:: GOAL OF THE EXERCISE ::
Reproduce word for word the part of the passage below on data center power demand, starting at "That matters because" and ending at "of carbon removal.".

Somewhere in Virginia, Texas, or Arizona, a data center is being commissioned this month that will draw more power than a small city. The server racks inside will train and run artificial intelligence models for years to come. And the electrons feeding it will, in all likelihood, come partly from natural gas — because that is what can be built fast enough to meet the demand.
AI is driving a major new wave of data center construction, and with it, a surge in demand for power and infrastructure. The International Energy Agency projects that the electricity consumption of global data centers could more than double to around 945 terawatt-hours by 2030, comparable to Japan’s entire electricity demand today.
That matters because much of the new electricity demand from data centers is still likely to be met by power sources where natural gas plays a central role. The backlog for new combined-cycle gas turbines — the more efficient type of gas plant, which generates electricity from both a gas turbine and the heat it produces — already stretches to five years. As a result, some data centers are turning instead to single-cycle gas turbines, which can be deployed more quickly but are even more carbon-intensive. In any case, that means fossil-fuel use for this generation of digital infrastructure is already largely locked in. Some of the emissions that follow can be reduced through efficiency and grid decarbonization, but a significant share will persist for years to come. I believe that closing this gap must be the job of carbon removal.

:: DATA EXTRACT ::
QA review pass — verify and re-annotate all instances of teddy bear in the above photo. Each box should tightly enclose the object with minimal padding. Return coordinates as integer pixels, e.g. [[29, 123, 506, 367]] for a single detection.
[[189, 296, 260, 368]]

:: COMPLETE ANSWER ::
That matters because much of the new electricity demand from data centers is still likely to be met by power sources where natural gas plays a central role. The backlog for new combined-cycle gas turbines — the more efficient type of gas plant, which generates electricity from both a gas turbine and the heat it produces — already stretches to five years. As a result, some data centers are turning instead to single-cycle gas turbines, which can be deployed more quickly but are even more carbon-intensive. In any case, that means fossil-fuel use for this generation of digital infrastructure is already largely locked in. Some of the emissions that follow can be reduced through efficiency and grid decarbonization, but a significant share will persist for years to come. I believe that closing this gap must be the job of carbon removal.